== Given task ==
Turn every line of the entries below into a JSON list of strings, one string per line, and skip any blank lines. Leave the pictures out of the list.

%%

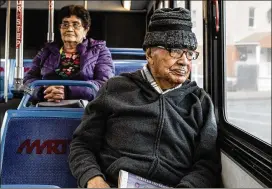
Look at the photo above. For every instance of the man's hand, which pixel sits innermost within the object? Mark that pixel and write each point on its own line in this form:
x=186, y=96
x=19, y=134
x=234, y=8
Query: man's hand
x=97, y=182
x=54, y=93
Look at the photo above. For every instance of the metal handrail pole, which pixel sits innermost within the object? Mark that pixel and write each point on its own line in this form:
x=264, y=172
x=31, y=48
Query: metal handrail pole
x=7, y=66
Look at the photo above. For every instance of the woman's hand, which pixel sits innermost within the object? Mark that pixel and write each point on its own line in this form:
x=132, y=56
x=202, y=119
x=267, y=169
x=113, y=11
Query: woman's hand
x=97, y=182
x=54, y=93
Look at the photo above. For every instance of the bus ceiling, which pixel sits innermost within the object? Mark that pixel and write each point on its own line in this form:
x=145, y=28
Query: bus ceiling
x=113, y=5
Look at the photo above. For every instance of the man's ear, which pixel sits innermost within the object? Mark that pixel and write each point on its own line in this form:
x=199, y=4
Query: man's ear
x=149, y=56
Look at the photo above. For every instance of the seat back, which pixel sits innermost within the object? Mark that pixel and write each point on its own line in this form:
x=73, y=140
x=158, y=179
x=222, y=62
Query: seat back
x=122, y=66
x=35, y=147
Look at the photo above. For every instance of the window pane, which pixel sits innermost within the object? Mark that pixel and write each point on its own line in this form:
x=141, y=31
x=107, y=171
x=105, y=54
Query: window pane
x=166, y=3
x=248, y=68
x=197, y=65
x=179, y=3
x=251, y=12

%%

== The solution ==
[
  "Look at the photo above. For every instance of the man's hand, which pixel sits innermost within the object? Mark that pixel and write each point on its own line in this form:",
  "x=186, y=96",
  "x=19, y=134",
  "x=234, y=8",
  "Query: man's hand",
  "x=97, y=182",
  "x=54, y=93",
  "Look at the photo above. For every instance of the metal handrail pole, which pixel sits innermost within the object? Mark that pixel and write each point on its own line in this form:",
  "x=264, y=172",
  "x=31, y=48",
  "Query: metal handrail pole",
  "x=7, y=66",
  "Look at the photo above. For every instance of the woman's hand, which pixel sits innermost within the object? Mark that pixel and write each point on its own line in this form:",
  "x=132, y=56",
  "x=202, y=119",
  "x=267, y=169",
  "x=113, y=11",
  "Query: woman's hand",
  "x=97, y=182",
  "x=54, y=93",
  "Look at the photo above. For every instance of the bus ceiling, which pixel sits innermost within the object? Mark that pixel and write each point on its own line in this form:",
  "x=145, y=28",
  "Query: bus ceiling",
  "x=113, y=5",
  "Look at the photo above. For every instance of the man's ear, which pixel sits innermost within the object? Mark that pixel and write each point on its own line in this form:",
  "x=199, y=4",
  "Query: man's ear",
  "x=149, y=56",
  "Look at the photo above. For every instance of the seat back, which pixel sits innermost within the object? Mark that pixel and write each point on its own line in this form:",
  "x=73, y=140",
  "x=158, y=179",
  "x=222, y=62",
  "Query: seat back",
  "x=122, y=66",
  "x=35, y=147",
  "Look at the photo above. For every instance of the window pane, which pixel sits innermost within the object? Mark that pixel and write each point on its own line in this form:",
  "x=141, y=31",
  "x=107, y=171",
  "x=105, y=54",
  "Query: window pane",
  "x=166, y=3",
  "x=248, y=68",
  "x=197, y=65",
  "x=179, y=3",
  "x=251, y=12"
]